What to do: Copy every line of the listing below verbatim, leaving out the pictures.

Pointing and labeling listing
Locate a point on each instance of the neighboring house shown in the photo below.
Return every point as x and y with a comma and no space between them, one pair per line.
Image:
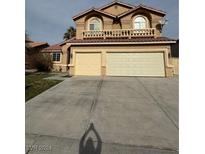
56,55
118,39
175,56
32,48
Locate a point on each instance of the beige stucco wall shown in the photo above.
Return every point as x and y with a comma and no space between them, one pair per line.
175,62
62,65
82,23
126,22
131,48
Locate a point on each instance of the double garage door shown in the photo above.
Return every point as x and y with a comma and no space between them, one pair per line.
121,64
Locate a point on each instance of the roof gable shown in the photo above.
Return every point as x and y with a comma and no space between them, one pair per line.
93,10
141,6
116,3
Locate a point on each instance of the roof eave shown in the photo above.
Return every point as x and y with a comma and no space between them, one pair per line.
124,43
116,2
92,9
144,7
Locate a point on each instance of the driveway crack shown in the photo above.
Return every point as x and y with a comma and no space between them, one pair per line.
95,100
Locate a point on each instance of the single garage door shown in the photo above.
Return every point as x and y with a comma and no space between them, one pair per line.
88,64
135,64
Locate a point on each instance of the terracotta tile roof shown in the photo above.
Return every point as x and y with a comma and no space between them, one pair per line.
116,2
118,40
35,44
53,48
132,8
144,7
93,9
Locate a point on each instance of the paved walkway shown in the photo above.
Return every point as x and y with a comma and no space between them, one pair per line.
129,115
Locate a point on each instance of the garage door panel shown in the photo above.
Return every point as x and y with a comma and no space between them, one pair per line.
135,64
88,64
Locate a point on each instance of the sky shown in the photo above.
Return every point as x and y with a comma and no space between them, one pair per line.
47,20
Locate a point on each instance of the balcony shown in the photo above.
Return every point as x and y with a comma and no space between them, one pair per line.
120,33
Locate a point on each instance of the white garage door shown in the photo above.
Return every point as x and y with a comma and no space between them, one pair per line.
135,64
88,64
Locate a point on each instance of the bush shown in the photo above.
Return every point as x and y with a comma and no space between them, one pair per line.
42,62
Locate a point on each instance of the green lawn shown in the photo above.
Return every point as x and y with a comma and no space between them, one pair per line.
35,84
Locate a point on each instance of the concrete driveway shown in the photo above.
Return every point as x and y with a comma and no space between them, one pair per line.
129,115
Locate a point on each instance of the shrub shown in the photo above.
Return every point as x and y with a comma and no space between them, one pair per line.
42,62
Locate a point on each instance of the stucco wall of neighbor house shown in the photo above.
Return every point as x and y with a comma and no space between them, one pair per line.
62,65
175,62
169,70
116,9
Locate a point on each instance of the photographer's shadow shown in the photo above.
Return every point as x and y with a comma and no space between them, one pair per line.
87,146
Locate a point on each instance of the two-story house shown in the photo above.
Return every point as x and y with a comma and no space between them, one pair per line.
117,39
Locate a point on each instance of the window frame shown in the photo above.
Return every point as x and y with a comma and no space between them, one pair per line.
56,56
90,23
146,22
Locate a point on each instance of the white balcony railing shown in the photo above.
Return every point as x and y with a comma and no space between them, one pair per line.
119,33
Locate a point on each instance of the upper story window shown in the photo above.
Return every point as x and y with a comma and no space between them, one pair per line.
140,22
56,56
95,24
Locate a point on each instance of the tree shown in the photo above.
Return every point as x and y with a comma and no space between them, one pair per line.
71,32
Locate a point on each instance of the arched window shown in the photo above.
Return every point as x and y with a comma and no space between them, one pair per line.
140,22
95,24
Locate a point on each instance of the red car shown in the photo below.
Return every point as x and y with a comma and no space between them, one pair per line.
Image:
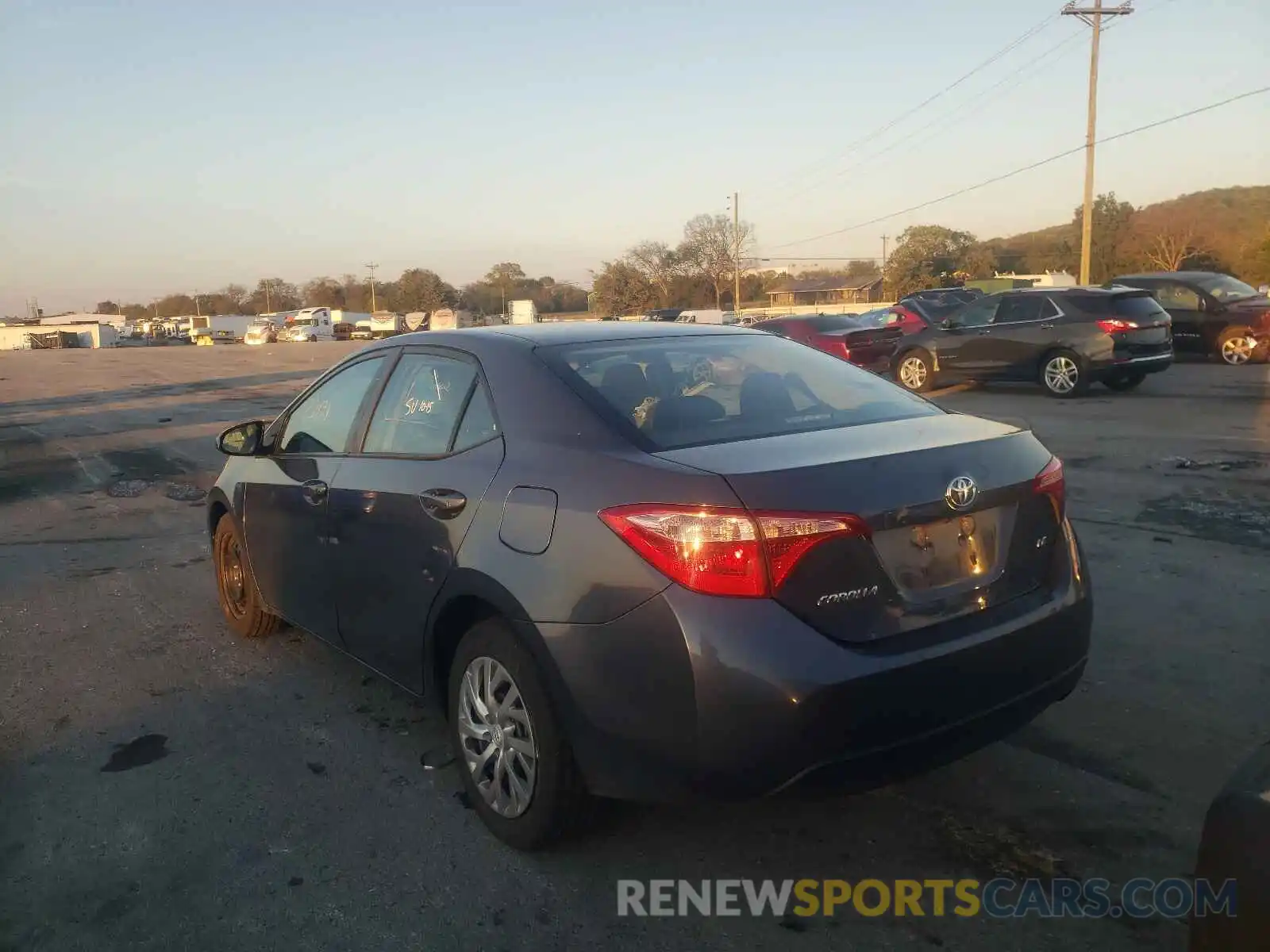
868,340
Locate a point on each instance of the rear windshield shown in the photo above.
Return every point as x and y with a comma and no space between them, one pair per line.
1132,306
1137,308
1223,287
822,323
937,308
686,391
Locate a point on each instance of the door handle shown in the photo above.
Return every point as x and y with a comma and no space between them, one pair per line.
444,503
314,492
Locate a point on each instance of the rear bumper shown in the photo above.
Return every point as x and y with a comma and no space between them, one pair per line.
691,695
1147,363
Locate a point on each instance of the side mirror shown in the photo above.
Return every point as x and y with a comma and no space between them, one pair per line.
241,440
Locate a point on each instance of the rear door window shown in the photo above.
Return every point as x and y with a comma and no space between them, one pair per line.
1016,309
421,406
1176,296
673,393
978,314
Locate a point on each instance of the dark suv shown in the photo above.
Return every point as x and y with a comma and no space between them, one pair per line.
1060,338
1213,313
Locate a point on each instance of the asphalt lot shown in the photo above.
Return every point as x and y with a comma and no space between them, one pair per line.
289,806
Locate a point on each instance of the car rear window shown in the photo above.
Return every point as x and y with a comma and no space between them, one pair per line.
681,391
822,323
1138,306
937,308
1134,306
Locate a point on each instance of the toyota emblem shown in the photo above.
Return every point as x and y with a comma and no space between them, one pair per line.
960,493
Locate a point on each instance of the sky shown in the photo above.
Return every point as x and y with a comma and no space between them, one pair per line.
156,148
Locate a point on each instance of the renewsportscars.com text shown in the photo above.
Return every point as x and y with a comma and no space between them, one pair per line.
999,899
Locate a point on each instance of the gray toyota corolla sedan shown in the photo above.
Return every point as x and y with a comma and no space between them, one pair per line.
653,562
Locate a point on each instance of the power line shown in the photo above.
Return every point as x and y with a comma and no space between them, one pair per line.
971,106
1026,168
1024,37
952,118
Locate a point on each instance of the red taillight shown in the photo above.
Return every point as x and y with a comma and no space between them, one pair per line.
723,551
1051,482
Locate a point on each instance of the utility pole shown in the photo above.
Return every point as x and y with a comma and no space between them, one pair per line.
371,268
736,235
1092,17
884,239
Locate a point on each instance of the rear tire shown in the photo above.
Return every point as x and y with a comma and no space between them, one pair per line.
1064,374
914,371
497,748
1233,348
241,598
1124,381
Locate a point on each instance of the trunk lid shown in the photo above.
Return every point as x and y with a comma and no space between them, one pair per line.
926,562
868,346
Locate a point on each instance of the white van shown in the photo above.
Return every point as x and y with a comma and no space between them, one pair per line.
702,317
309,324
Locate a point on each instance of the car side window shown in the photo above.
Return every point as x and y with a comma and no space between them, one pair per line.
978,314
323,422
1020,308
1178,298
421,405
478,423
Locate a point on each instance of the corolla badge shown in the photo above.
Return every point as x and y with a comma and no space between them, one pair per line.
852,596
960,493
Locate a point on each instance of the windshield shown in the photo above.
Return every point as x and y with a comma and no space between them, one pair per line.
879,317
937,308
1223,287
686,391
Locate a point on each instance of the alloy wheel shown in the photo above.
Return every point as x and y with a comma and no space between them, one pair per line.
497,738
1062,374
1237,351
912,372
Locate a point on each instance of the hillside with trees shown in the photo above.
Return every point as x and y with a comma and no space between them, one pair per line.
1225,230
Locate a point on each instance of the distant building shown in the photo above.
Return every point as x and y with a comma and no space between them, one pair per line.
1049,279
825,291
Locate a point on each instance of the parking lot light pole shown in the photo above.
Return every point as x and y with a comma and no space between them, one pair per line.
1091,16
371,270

Worked answer:
Locate a point on each instance of the neighboring house shown in the photo below.
Return every point as x and y with a comma and no space between them, one pair per line.
Image:
56,55
118,39
175,56
32,48
Locate a point on each instance of the beige stucco wall shown in the photo above.
Return every point as x and y with a comma and no space between them, one pair per line.
175,62
62,65
82,23
126,22
131,48
Locate a point on each instance of the double garage door shown in the photo above.
Return every point as x and y with a comma and no space between them, one pair per line.
121,64
Locate a point on each instance of the roof gable shown in the photo above.
Return every point as x and y with a comma and no space between them, one pair per line.
93,10
141,6
116,3
Locate a point on each instance of the roof eave shown in the photo above.
Return every point as x and y with a comma and no space between them, one pair per line.
124,43
116,2
92,9
144,7
Locate a point on each instance of the driveway crack shown in the photo above.
Return every point as x and y with a comma and no space between them, one pair per line.
95,100
Locate a point on each instance of the single garage door shown in the photo above.
Return every point as x and y with a comma and no space between them, one pair per line.
88,64
135,64
Locate a point on each instance of the terracotta tile roof shown in the photo above.
Return every point as x and y with a comma and no space between them, one pair per line.
116,2
118,40
35,44
53,48
132,8
144,7
93,9
Locate a point on each instance of the paved walkway shown in the photo above.
Return every point as x and y with a comma and no space between them, one pair per line.
129,115
Locate a point on each instance of the garage door panel shown in the photo above.
Return every point as x and y with a comma and no space between them, one pair per line.
135,64
88,64
Locate a point on each instance of the sky shown in the photo above.
Return every point as x and y with a comma and no space between them, one pair per line.
47,20
Locate a point on each instance of the balcony shown in the photo above.
Return every point as x and y with a comma and no space between them, one pair per line.
120,33
Locate a point on each instance of the white garage door shown in the photo above.
Return every point as x and y with a comma and no space between them, one pair per line.
135,64
88,64
Locate a point on each instance of the bush shown in the photo above.
Return every point as x and y with a comma and no space between them, one pair per line.
42,62
Locate a point on each instance of the green lawn shown in the photo above.
Return every point as x and y with a comma and no space between them, one pair per line.
35,84
Locate a point on each instance of the concrete driveway shown in the photo above.
Return every point as x and y with a comma and no space between them, one pair per line.
129,115
Locate a point on each instance of the shrub shown in the photo above.
Return every point as x and y with a comma and no space between them, one pair per line.
42,62
Locate a point on each instance of the stucco wall of neighbor house shown in the photo above.
Return every point as x and y with a comma and no space between them, one pair per line.
62,65
175,62
169,70
116,9
Locate a point on each instance of the photographer's shadow shown in the photo above.
Return every point as x and y with a comma and no space between them, one pair per line.
87,146
Locate a point on each instance of the two-story house shown in the photo above.
Return every point as x and y with a comma and no space between them, one pair per line.
117,39
Locate a point on each instance of the window frame shown in the photo above.
Return every point as x and y with a comma and no space between them, one pair per line.
56,56
90,23
146,22
Locate a point on each instance of the white balcony railing shown in the photo above.
Return every point as x and y with a comma and no space between them, one pair per line.
119,33
Locate a point on each instance of the upper story window shown in the photo above.
Return every point as x and y with a comma and no space between them, one pair per line.
140,22
56,56
95,24
Locate a point on each instance of the tree shown in the photo above.
Return every point as x and y with a comma and no space between them, one pair per line.
71,32
Locate a point on each instance of the arched window shown in the photo above.
Return every point as x and y with a comma and no space between them, one pair per line.
140,22
95,24
Locate a point on each instance of the red car shown in the photo below.
Return every point as x and y with a comma and no space between them, one pair per line.
Image:
868,340
Locate a point on each instance of the rear windshield shown in the photo above.
Return every point as x and y with a comma and no space between them, one pair per line.
1132,306
1137,308
1223,287
822,323
937,308
686,391
Locate a point on each instance of the door handle shown in the photo above.
Return every point as x and y with a comma and no space between them, one pair per line.
444,503
314,492
Locate a point on each instance of the rear bumper shown in the photo above.
Return every point as x and y with a comma and no space between them, one pair per line.
691,695
1147,363
Locate a point on each instance of the side mirror shown in the photo above.
Return every point as x and y with a comma and no space between them, one pair per line.
241,440
Locate a point on each instance of the rear door window shown in the photo above.
Return every point as x and y with a comma and no space between them, one pair per line.
1016,309
421,406
1176,296
673,393
978,314
Locate a point on each instance of the dark suv shown in the photo above.
Return every point as x and y with a comma and no space between them, one pair per line.
1060,338
1213,313
Locate a point on each instance of the asphalt lot shown in the photo above.
Return every point as x and y with a comma and no space between them, one pair per line.
289,806
Locate a point on each instance of the car rear window shown in the photo above.
Return every point as x and y with a comma and no space between them, one pair per line.
681,391
822,323
1138,306
937,308
1134,306
Locate a point on each instance of the toyota emblem shown in the photo above.
Return every point as x and y with a comma and no space between them, one pair per line.
960,493
Locate a point on each instance of the sky shown in the photo above.
Return every point as x and y with a comma and no space between them, one pair per line.
156,148
Locate a point on each instance of the renewsportscars.com text shown in the photo above.
Return every point as x and y with a comma and no space between them, one pair per line.
999,899
Locate a point on each instance of the gray toyota corolla sedan shown in the photo above.
Return every point as x and y with a comma and no space between them, one pair per line.
653,562
Locate a point on each instance of the power line shown in the photo above.
Return every point as x and y with a comma and no space between them, one pair per line.
971,106
1026,168
1024,37
952,118
Locate a point on each instance of the red taillight shown in the photo above.
Return every point as x and y with a comma and no space between them, one pair per line.
723,551
1051,482
Locate a point on each instance of the utility pole shown in the photo above.
Return every point as x and y with a comma and no space between them, one pair per line.
371,268
736,235
1092,17
884,239
Locate a point on each instance of the rear tire shown in the photo above.
Return every point as x and y with a comma and no space between them, one pair per line.
1064,374
914,371
497,748
1233,348
241,598
1124,381
Locate a point on each instance of the trunk lid shown in the photo above.
Return every point as x and y with a comma and no space between them, one pair per line.
926,562
868,346
Locate a point on each instance of the white van shown in the photo above.
Return every point as x and y with a comma and no space between them, one pair per line.
702,317
309,324
Locate a point on each instance of the car side window shown in the photo above.
Return every point as x and y with a comma and no space between them, one pair per line.
978,314
323,422
1020,308
1178,298
421,405
478,423
Locate a point on each instance of the corolla badge shown in the photo above.
Return every point as x and y with a comma and no space between them, one pair per line.
852,596
960,493
Locate a point on each instance of the windshield shown in the photo above.
Return every point as x and y with a comma and no space between them, one pair per line.
879,317
937,308
1223,287
686,391
Locate a point on each instance of the alloy wheel shown in the photo above.
Return every point as x and y with a comma and no space between them, one pair per line.
497,738
1062,374
1237,351
912,372
Locate a point on each instance of the hillside with trees shown in the photo above.
Return every point as x and y with a comma and no space between them, one pair per line.
1225,230
Locate a point on each instance of the distant building shown in the photo above.
Return every point as x and y with a comma and no space between them, one pair per line.
1049,279
825,291
Locate a point on each instance of the parking lot light pole shown in the photo above.
Return every point as x and y with a comma and no space between them, one pair per line.
1091,16
371,270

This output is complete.